Lower (\(l_n\)) and upper (\(u_n\)) stopping boundaries of CSM for several thresholds \(\alpha \)

We may also be required to provide a confidence interval of the true p value when the CSM stops. This confidence interval can be straightforwardly estimated based upon Monte Carlo or bootstrap samples (Ruxton and Neuhäuser 2013). However, in CSM, this is even simpler as a confidence interval can be directly obtained by using \(I_{\tau }\).

In order to define the resampling risk for CSM we define an estimator \({\hat{p}}_{\text {c}}\) of p as

$$\begin{aligned} \hat{p}_{\text {c}} = {\left\{ \begin{array}{ll} \frac{S_{\tau }}{\tau } &{} \tau < \infty ,\\ \alpha &{} \tau = \infty . \end{array}\right. } \end{aligned}$$
(3)

The following theorem shows that the resampling risk of CSM is uniformly bounded.

Theorem 1

The estimator \({\hat{p}}_{\text {c}}\) satisfies

$$\begin{aligned} \sup _{p \in [0,1]} \text {RR}_p(\hat{p}_{c}) < \epsilon . \end{aligned}$$

The proof of Theorem 1 can be found in “Appendix A”.

Will CSM stop in a finite number of steps? If \(p=\alpha \) then the algorithm will only stop with probability of at most \(\epsilon \). Indeed, \({\mathcal {P}}_\alpha (\tau <\infty )={\mathcal {P}}_\alpha (\exists n\in {\mathbb {N}}: \alpha \notin I_n)\le \epsilon \) by construction. However, if \(p\ne \alpha \) then the algorithm will stop in a finite number of steps with probability one. Lai (1976) shows that with probability one, \(\lim _{n\rightarrow \infty }f_n(S_n)=p=\lim _{n\rightarrow \infty }g_n(S_n)\) given \(p\ne \alpha \), thus implying the existence of \(n\in {\mathbb {N}}\) such that \(\alpha \notin I_n\).

_EXERCISE INSTRUCTIONS_:
Decide whether each statement agrees with the passage on CSM, answering yes or no and quoting the deciding words: (a) the proof of Theorem 1 is given in the body of the passage; (b) in CSM a confidence interval can be obtained directly; (c) when p differs from alpha, the algorithm stops in a finite number of steps with probability one. The rows after the passage on CSM have nothing to do with it.

_DATASET ROWS_:
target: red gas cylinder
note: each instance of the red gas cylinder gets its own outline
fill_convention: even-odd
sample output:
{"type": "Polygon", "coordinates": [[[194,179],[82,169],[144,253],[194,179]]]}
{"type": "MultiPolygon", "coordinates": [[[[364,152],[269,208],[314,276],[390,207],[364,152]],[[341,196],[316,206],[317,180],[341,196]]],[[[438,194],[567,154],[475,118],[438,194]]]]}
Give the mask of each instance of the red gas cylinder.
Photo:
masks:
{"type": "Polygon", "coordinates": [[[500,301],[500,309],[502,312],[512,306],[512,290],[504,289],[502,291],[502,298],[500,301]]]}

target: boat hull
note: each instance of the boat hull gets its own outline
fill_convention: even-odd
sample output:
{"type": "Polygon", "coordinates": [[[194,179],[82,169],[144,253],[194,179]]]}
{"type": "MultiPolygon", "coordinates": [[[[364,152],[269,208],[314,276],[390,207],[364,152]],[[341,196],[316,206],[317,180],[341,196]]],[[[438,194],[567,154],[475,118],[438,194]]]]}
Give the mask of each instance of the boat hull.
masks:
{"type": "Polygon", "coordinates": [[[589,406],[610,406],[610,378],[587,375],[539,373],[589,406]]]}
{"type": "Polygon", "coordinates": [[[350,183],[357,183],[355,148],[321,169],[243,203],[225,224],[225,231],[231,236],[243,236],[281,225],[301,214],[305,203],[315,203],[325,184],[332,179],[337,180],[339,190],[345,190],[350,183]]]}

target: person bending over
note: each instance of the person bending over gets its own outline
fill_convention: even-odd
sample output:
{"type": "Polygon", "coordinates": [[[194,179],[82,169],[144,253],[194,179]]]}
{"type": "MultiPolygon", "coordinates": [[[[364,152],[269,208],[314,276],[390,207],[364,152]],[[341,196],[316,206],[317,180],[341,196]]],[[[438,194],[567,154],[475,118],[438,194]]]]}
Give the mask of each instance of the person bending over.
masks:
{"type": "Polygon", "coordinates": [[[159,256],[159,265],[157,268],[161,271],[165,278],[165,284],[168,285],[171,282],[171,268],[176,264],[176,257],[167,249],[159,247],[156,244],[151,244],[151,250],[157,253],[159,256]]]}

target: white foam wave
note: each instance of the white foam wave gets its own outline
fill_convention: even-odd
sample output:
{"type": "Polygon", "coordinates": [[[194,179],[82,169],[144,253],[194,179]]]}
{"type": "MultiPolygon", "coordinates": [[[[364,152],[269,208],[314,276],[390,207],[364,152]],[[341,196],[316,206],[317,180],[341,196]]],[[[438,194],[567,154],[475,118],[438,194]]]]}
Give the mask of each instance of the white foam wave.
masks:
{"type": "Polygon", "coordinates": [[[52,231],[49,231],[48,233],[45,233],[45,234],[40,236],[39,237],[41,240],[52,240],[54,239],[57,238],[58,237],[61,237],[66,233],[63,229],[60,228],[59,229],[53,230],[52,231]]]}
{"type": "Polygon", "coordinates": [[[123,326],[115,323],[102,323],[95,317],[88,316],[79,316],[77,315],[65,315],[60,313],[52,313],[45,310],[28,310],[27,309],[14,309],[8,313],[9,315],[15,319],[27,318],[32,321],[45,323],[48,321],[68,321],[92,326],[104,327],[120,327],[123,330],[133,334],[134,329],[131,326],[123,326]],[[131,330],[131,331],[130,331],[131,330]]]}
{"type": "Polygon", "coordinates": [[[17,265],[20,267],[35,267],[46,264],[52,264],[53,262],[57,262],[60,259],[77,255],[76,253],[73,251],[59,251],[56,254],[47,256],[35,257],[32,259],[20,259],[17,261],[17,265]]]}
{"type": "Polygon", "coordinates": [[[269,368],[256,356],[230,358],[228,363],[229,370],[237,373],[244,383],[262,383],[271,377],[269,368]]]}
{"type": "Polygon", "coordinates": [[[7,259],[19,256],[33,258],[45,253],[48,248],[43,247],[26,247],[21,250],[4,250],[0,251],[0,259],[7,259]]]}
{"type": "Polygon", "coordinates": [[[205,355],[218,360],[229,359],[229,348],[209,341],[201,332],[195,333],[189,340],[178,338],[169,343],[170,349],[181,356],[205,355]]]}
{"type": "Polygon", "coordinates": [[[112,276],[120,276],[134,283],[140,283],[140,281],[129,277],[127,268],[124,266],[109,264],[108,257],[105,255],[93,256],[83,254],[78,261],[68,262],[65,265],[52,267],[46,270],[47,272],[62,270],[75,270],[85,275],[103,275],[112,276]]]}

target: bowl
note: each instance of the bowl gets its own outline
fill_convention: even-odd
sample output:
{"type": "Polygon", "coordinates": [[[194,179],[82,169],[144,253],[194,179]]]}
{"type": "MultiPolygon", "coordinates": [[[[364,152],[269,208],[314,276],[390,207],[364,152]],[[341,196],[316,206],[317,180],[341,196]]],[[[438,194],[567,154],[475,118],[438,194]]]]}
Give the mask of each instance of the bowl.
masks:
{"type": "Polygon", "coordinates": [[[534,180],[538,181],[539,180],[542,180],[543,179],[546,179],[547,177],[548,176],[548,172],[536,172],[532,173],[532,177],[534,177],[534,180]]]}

_CORRECT RESPONSE_:
(a) No: "The proof of Theorem 1 can be found in “Appendix A”."
(b) Yes: "a confidence interval can be directly obtained"
(c) Yes: "the algorithm will stop in a finite number of steps with probability one"